**WHAT TO DO**
Copy out each line below containing "white".

--------------------

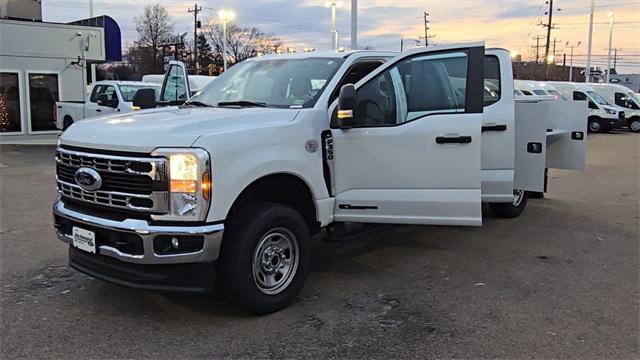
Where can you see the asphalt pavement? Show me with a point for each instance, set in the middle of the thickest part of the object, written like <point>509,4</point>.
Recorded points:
<point>560,281</point>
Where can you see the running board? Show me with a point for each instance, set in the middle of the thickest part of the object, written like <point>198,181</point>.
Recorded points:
<point>340,233</point>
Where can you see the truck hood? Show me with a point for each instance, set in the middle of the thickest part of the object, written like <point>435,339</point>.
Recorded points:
<point>144,131</point>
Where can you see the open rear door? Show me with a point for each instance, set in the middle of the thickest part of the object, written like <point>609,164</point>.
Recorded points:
<point>530,148</point>
<point>413,153</point>
<point>566,136</point>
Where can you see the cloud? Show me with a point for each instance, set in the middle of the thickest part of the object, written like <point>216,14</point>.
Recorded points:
<point>382,23</point>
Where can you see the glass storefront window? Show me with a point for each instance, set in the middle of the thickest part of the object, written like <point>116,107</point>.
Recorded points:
<point>9,103</point>
<point>43,94</point>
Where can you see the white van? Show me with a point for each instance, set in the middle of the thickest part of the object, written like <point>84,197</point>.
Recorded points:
<point>624,98</point>
<point>533,88</point>
<point>602,116</point>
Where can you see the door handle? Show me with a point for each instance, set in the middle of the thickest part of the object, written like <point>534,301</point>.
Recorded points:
<point>494,128</point>
<point>453,139</point>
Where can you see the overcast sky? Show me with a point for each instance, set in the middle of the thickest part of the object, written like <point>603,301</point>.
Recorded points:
<point>382,23</point>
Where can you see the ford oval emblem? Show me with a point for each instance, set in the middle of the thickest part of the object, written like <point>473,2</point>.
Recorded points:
<point>88,179</point>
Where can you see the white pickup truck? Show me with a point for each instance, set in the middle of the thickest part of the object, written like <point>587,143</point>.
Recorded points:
<point>107,97</point>
<point>232,184</point>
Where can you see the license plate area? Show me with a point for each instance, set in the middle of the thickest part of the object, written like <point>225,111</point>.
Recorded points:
<point>84,239</point>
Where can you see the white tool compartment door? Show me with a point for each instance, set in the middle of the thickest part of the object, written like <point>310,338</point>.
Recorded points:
<point>567,141</point>
<point>413,156</point>
<point>530,149</point>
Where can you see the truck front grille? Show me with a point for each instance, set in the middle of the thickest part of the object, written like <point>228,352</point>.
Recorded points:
<point>132,183</point>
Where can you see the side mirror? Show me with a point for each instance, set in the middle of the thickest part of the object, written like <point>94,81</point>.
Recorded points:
<point>346,105</point>
<point>145,98</point>
<point>103,100</point>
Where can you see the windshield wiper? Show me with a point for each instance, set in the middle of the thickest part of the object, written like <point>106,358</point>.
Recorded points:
<point>197,103</point>
<point>242,103</point>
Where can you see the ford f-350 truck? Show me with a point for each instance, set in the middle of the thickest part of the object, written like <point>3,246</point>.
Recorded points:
<point>231,185</point>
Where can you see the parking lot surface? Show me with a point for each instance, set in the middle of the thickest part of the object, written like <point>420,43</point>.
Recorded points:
<point>560,281</point>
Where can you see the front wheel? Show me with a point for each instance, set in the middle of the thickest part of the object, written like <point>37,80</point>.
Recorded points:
<point>513,209</point>
<point>634,124</point>
<point>265,257</point>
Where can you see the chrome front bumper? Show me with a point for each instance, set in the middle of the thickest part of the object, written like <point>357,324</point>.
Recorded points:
<point>209,253</point>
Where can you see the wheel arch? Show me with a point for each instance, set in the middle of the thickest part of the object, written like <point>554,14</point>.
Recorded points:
<point>281,187</point>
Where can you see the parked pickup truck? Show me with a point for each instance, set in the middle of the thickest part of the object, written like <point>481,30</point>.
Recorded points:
<point>107,97</point>
<point>232,184</point>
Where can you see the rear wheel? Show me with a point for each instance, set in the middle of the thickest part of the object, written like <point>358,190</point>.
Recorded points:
<point>66,122</point>
<point>596,125</point>
<point>513,209</point>
<point>634,124</point>
<point>265,257</point>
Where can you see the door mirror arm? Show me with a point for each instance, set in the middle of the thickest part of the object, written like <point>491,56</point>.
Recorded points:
<point>346,106</point>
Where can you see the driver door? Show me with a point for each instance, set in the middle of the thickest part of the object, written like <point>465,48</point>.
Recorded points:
<point>175,87</point>
<point>413,156</point>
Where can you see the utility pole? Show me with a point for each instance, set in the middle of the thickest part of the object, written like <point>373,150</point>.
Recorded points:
<point>587,70</point>
<point>610,40</point>
<point>426,30</point>
<point>571,58</point>
<point>195,12</point>
<point>549,26</point>
<point>535,65</point>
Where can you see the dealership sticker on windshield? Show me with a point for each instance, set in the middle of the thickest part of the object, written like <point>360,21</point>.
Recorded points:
<point>84,240</point>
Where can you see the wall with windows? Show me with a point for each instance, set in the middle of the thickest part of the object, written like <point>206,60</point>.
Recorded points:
<point>41,63</point>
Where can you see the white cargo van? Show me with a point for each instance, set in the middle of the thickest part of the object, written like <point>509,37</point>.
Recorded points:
<point>623,98</point>
<point>602,116</point>
<point>230,185</point>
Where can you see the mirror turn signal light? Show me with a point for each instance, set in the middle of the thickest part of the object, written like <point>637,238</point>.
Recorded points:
<point>345,114</point>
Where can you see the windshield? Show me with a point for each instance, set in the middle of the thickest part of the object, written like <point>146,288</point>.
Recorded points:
<point>556,93</point>
<point>128,91</point>
<point>281,83</point>
<point>597,98</point>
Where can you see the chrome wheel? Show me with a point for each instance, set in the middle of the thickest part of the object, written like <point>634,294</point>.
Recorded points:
<point>518,196</point>
<point>275,261</point>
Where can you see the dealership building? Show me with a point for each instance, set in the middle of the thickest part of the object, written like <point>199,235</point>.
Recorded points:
<point>42,62</point>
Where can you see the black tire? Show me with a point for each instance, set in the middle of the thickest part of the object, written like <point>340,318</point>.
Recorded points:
<point>510,210</point>
<point>68,121</point>
<point>245,233</point>
<point>634,124</point>
<point>596,125</point>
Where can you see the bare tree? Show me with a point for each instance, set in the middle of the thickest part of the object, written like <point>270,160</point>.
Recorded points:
<point>242,43</point>
<point>153,26</point>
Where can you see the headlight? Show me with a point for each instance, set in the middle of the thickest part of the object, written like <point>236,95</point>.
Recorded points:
<point>189,177</point>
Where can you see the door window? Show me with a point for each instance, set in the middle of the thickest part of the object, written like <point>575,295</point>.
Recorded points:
<point>9,103</point>
<point>43,94</point>
<point>175,86</point>
<point>491,80</point>
<point>108,90</point>
<point>625,101</point>
<point>413,88</point>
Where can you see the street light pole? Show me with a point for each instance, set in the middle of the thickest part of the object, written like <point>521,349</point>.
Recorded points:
<point>587,73</point>
<point>610,39</point>
<point>334,33</point>
<point>225,16</point>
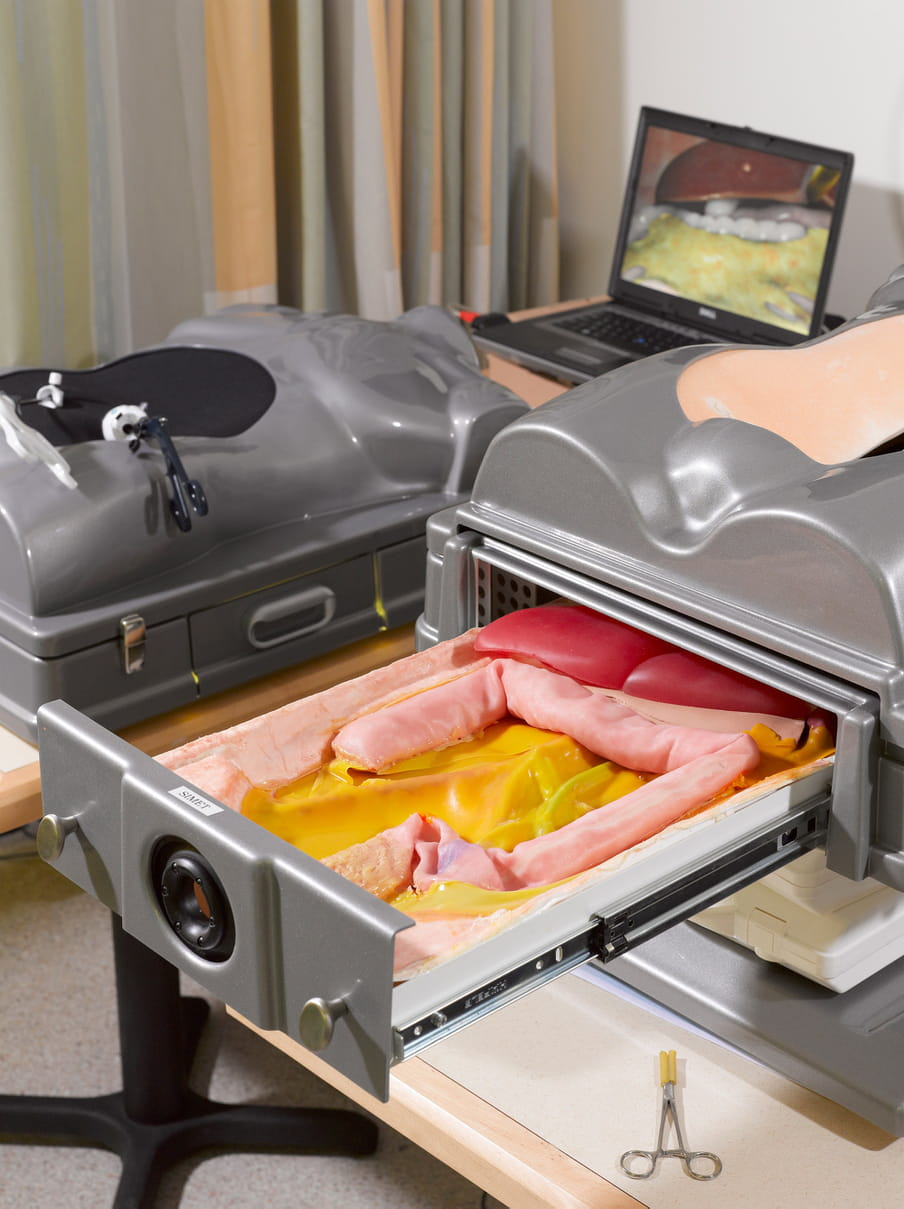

--------------------

**SOLUTION FOR THIS PROBLEM**
Where can you see the white van? Show me with a point for each instance, set in the middle of the thickest part of the object, written like <point>84,197</point>.
Where can you see the white pickup truck? Show me with a point for each instance, set in the middle of the thickest part of the object, written like <point>587,143</point>.
Where can you see the white tool compartment door? Show me with a point for each instance, set in the middle of the thickest part of the object, written like <point>310,338</point>.
Where can you see the white cargo van? Show me with a point for each instance, set in the middle of the thickest part of the object, written like <point>509,37</point>.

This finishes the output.